Image segmentation entries
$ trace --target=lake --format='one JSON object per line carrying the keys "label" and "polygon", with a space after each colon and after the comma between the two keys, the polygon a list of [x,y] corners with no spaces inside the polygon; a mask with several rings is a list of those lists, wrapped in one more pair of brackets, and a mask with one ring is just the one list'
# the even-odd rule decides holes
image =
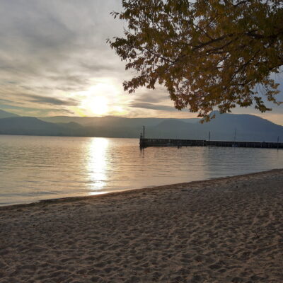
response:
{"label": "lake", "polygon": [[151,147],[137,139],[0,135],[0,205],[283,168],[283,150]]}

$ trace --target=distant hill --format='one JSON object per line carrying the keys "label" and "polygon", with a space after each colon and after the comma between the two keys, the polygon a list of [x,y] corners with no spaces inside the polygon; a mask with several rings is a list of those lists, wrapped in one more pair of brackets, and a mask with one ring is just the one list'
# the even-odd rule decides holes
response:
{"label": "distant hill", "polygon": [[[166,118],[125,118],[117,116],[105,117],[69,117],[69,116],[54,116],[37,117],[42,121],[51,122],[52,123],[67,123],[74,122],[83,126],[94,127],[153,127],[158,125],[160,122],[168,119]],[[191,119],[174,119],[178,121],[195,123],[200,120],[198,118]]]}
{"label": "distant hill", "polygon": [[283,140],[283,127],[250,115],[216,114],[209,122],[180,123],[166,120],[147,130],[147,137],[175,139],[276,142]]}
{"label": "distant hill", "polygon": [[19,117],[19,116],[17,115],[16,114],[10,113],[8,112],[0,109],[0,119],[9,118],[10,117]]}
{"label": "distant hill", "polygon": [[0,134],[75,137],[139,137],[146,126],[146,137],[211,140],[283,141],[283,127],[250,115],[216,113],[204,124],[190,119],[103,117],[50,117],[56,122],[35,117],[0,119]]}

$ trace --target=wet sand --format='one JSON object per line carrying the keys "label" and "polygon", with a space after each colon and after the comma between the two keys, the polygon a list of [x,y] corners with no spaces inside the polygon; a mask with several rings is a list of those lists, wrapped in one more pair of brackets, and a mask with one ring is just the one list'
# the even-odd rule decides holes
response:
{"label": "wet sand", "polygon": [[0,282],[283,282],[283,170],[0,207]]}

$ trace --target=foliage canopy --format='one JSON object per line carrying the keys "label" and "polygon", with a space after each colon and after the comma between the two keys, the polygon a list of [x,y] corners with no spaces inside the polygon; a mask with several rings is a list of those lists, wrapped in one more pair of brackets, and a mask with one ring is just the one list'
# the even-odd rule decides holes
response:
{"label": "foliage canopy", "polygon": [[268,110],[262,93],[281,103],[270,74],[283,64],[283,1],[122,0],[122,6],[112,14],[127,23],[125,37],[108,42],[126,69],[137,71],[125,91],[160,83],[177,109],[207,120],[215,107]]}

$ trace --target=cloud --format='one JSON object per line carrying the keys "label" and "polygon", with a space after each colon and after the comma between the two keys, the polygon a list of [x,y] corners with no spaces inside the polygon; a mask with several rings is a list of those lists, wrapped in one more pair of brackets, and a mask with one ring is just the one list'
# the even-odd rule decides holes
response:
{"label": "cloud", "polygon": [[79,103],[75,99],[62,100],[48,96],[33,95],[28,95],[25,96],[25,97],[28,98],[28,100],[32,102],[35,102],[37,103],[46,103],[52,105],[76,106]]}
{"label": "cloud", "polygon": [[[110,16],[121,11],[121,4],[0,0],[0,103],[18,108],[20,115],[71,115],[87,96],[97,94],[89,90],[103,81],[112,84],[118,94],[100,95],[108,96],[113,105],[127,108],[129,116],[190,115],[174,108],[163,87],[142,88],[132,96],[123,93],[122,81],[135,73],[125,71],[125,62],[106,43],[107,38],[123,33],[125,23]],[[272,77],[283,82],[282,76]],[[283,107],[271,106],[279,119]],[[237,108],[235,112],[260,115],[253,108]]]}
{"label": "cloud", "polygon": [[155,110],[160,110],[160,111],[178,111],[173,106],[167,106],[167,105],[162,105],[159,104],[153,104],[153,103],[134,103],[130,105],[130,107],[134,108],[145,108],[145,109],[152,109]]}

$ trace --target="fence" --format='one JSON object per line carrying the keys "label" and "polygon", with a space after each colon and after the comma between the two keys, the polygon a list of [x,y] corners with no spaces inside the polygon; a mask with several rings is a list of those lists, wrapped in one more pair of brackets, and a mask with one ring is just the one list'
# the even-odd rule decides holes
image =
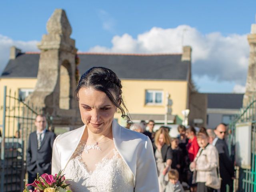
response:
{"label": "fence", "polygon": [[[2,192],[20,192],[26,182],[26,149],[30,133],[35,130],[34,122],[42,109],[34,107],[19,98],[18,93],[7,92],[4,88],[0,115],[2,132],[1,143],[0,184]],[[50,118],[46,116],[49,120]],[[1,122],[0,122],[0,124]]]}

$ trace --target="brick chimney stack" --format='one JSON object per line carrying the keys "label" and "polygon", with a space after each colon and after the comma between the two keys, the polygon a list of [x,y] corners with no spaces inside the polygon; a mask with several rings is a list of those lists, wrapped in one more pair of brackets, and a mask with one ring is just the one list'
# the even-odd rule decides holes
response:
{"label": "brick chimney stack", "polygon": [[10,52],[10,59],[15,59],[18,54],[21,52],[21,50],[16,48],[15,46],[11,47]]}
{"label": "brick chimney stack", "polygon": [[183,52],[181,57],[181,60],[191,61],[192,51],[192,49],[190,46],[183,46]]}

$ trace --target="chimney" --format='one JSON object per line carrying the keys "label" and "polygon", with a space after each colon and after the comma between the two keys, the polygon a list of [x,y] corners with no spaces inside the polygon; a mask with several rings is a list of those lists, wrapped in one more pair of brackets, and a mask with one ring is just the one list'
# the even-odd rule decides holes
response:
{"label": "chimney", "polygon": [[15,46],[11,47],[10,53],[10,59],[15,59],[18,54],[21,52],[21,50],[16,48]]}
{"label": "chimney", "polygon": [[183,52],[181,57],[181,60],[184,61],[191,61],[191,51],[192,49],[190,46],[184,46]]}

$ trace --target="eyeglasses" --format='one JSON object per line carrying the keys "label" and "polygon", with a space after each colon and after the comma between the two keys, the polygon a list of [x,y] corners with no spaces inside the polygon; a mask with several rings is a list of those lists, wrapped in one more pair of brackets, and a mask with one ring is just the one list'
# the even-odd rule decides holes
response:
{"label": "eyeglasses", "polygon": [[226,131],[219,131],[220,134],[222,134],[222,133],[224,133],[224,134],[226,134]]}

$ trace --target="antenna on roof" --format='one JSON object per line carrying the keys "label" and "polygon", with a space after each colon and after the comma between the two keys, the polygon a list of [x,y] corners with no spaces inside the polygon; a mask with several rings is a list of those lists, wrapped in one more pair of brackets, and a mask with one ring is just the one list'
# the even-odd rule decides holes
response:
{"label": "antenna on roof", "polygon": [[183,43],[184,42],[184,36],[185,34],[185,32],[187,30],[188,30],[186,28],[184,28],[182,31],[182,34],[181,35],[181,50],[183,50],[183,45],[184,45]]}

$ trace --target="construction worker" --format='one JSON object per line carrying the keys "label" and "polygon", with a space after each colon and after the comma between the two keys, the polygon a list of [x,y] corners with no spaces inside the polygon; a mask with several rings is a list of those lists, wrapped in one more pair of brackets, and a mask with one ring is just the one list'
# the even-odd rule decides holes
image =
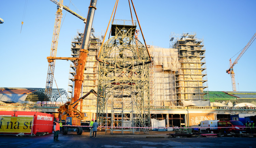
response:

(Goal): Make an exact copy of all the material, but keep the pictures out of it.

(Finished task):
$ trace --target=lake --format='one JSON object per line carrying the keys "label" and "polygon", with a space after each colon and after the comma between the two keys, the polygon a list of [x,y] corners with no spaces inside the polygon; a mask with several rings is a list of those lists, wrapped in one more pair of brackets, and a mask with one ring is just the one list'
# the even-odd rule decides holes
image =
response:
{"label": "lake", "polygon": [[151,147],[137,139],[0,135],[0,205],[283,168],[283,150]]}

$ trace --target=distant hill --format='one JSON object per line carrying the keys "label" and "polygon", with a space after each colon and after the comma between the two keys, the polygon a list of [x,y] corners with no spaces inside the polygon; a mask with several rings is a list of those lists, wrapped in one more pair of brackets, and a mask with one ring is just the one list'
# the even-odd rule decides holes
response:
{"label": "distant hill", "polygon": [[[166,118],[125,118],[117,116],[105,117],[69,117],[69,116],[54,116],[37,117],[42,121],[51,122],[52,123],[67,123],[74,122],[83,126],[94,127],[153,127],[158,125],[160,122],[168,119]],[[191,119],[174,119],[178,121],[195,123],[200,120],[198,118]]]}
{"label": "distant hill", "polygon": [[283,140],[283,127],[250,115],[216,114],[209,122],[180,123],[166,120],[147,130],[147,137],[175,139],[276,142]]}
{"label": "distant hill", "polygon": [[19,117],[19,116],[17,115],[16,114],[10,113],[8,112],[0,109],[0,119],[9,118],[10,117]]}
{"label": "distant hill", "polygon": [[0,134],[75,137],[139,137],[146,126],[146,137],[211,140],[283,141],[283,127],[250,115],[216,113],[204,124],[190,119],[103,117],[50,117],[56,122],[35,117],[0,119]]}

$ trace --target=wet sand --format='one JSON object per line carrying the keys "label" and "polygon", with a space after each colon and after the comma between the two keys, the polygon a list of [x,y] corners with no spaces inside the polygon; a mask with several rings is a list of those lists, wrapped in one more pair of brackets, and a mask with one ring is just the one list'
# the even-odd rule decides holes
response:
{"label": "wet sand", "polygon": [[0,282],[283,282],[283,170],[0,207]]}

$ trace --target=foliage canopy --format='one JSON object per line carrying the keys "label" and "polygon", with a space after each colon and after the comma between the two keys, the polygon a list of [x,y] corners with no spaces inside the polygon; a mask with several rings is a list of those lists, wrapped in one more pair of brackets, and a mask with one ring is just the one list'
# the even-odd rule decides holes
response:
{"label": "foliage canopy", "polygon": [[268,110],[262,93],[281,103],[270,74],[283,64],[283,1],[122,0],[122,6],[112,14],[127,23],[125,37],[108,42],[126,69],[137,71],[125,91],[160,83],[177,109],[207,120],[215,107]]}

$ trace --target=cloud --format='one JSON object per line carrying the keys "label" and "polygon", with a space after each colon and after the comma between the two keys, the polygon a list of [x,y] corners with no spaces inside the polygon; a mask with several rings is a list of those lists, wrapped in one more pair of brackets, and a mask with one ring is just the one list'
# the even-odd rule decides holes
response:
{"label": "cloud", "polygon": [[79,103],[75,99],[62,100],[48,96],[33,95],[28,95],[25,96],[25,97],[28,98],[28,100],[32,102],[35,102],[37,103],[46,103],[52,105],[76,106]]}
{"label": "cloud", "polygon": [[[110,16],[121,11],[121,4],[0,0],[0,103],[18,108],[20,115],[71,115],[87,96],[97,94],[89,90],[103,81],[112,84],[118,94],[100,95],[108,96],[113,105],[127,108],[129,116],[190,115],[174,108],[163,87],[142,88],[132,96],[123,93],[122,81],[135,73],[125,71],[125,62],[106,43],[107,38],[123,33],[125,23]],[[272,77],[283,82],[282,76]],[[283,107],[271,106],[279,119]],[[237,108],[235,112],[260,115],[253,108]]]}
{"label": "cloud", "polygon": [[155,110],[160,110],[160,111],[178,111],[173,106],[167,106],[167,105],[162,105],[159,104],[153,104],[153,103],[134,103],[130,105],[130,107],[134,108],[145,108],[145,109],[152,109]]}

$ trace --target="fence" --format='one JSON object per line carrying the keys "label" and "polygon", with a space after each colon and after the comma between the two keys, the polygon a list of [x,y] corners with no spaces inside the polygon; a mask with several rings is a list of those lists, wrapped in one more pair of brackets, and a mask with one ring is just the one list'
# the even-odd rule decides holes
image =
response:
{"label": "fence", "polygon": [[[2,192],[20,192],[26,182],[26,149],[30,133],[35,130],[34,122],[42,109],[34,107],[19,98],[18,93],[7,92],[4,88],[0,115],[2,132],[1,143],[0,184]],[[50,118],[46,116],[49,120]],[[1,122],[0,122],[0,124]]]}

$ trace --target="brick chimney stack" --format='one JSON object per line carrying the keys "label" and "polygon", with a space after each colon and after the comma between the two keys, the polygon a list of [x,y] corners with no spaces inside the polygon; a mask with several rings is a list of those lists, wrapped in one more pair of brackets, and a mask with one ring is just the one list'
# the even-odd rule decides holes
response:
{"label": "brick chimney stack", "polygon": [[10,52],[10,59],[15,59],[18,54],[21,52],[21,50],[16,48],[15,46],[11,47]]}
{"label": "brick chimney stack", "polygon": [[183,52],[181,57],[181,60],[191,61],[192,51],[192,49],[190,46],[183,46]]}

$ trace --target="chimney" --format='one JSON object per line carrying the keys "label" and "polygon", with a space after each colon and after the comma between the two keys, the polygon a list of [x,y] corners with no spaces inside the polygon; a mask with several rings is a list of those lists, wrapped in one more pair of brackets, and a mask with one ring is just the one list'
# the even-odd rule decides holes
response:
{"label": "chimney", "polygon": [[15,46],[11,47],[10,53],[10,59],[15,59],[18,54],[21,52],[21,50],[16,48]]}
{"label": "chimney", "polygon": [[183,52],[181,57],[181,60],[184,61],[191,61],[191,51],[192,49],[190,46],[184,46]]}

$ trace --target="eyeglasses" --format='one JSON object per line carrying the keys "label" and "polygon", with a space after each colon and after the comma between the two keys, the polygon a list of [x,y] corners with no spaces inside the polygon; a mask with several rings is a list of those lists, wrapped in one more pair of brackets, and a mask with one ring is just the one list'
# the even-odd rule decides holes
response:
{"label": "eyeglasses", "polygon": [[226,131],[219,131],[220,134],[222,134],[222,133],[224,133],[224,134],[226,134]]}

$ trace --target="antenna on roof" --format='one JSON object per line carrying the keys "label" and "polygon", with a space after each colon and after the comma between the two keys, the polygon a list of [x,y] corners with no spaces inside the polygon; a mask with several rings is a list of those lists, wrapped in one more pair of brackets, and a mask with one ring is just the one list'
# the even-odd rule decides holes
response:
{"label": "antenna on roof", "polygon": [[183,43],[184,42],[184,36],[185,34],[185,32],[187,30],[188,30],[186,28],[184,28],[182,31],[182,34],[181,35],[181,50],[183,50],[183,45],[184,45]]}

$ trace --target="construction worker" --format='one JSON object per line carrying the keys "label" and "polygon", with a space after each colon and after the comma between the two keys, the polygon a list of [x,y] corners with no spaces inside the polygon; a mask with several rings is a list of those lists, wrapped in one more pair of brackets, and a mask with one ring is just the one list'
# the even-odd rule decides holes
image =
response:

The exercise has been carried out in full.